■ Challenge ■
Find every line in the entries below that contains the word "lips", and copy each of those lines out.

┌─ Records supplied

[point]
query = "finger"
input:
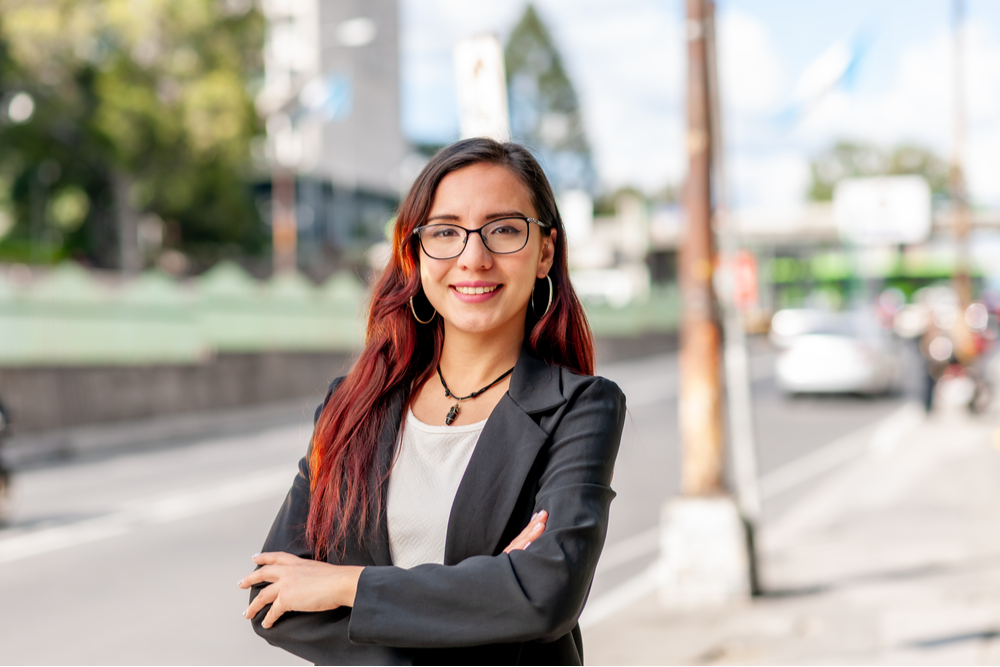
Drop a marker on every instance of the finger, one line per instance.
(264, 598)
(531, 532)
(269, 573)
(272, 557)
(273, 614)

└─
┌─ Records supplied

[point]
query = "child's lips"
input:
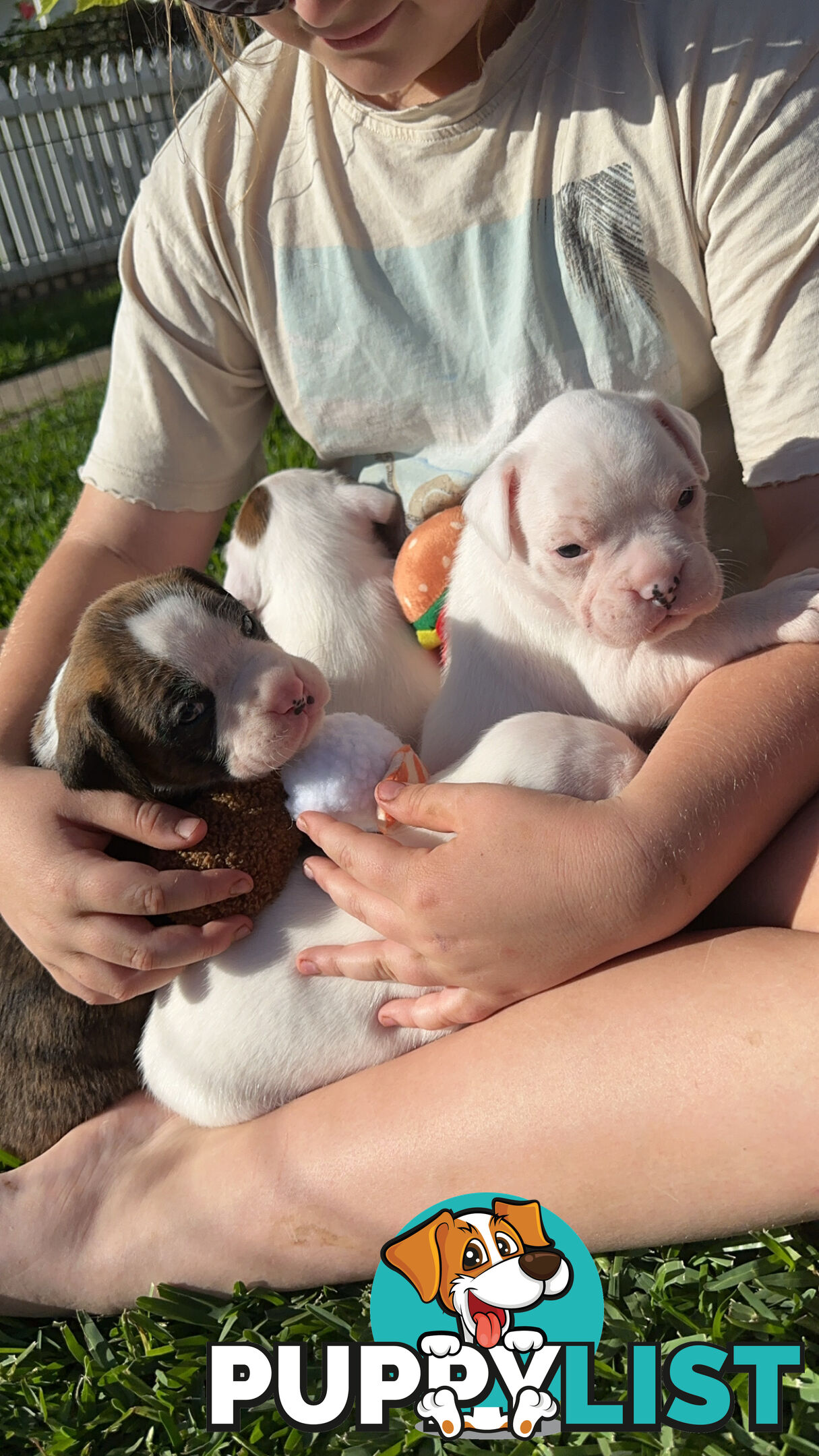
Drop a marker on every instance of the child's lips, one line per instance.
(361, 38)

└─

■ Output of the exercise ■
query = "child's lips"
Drop a marker on every instance of the child's lips, one line per instance.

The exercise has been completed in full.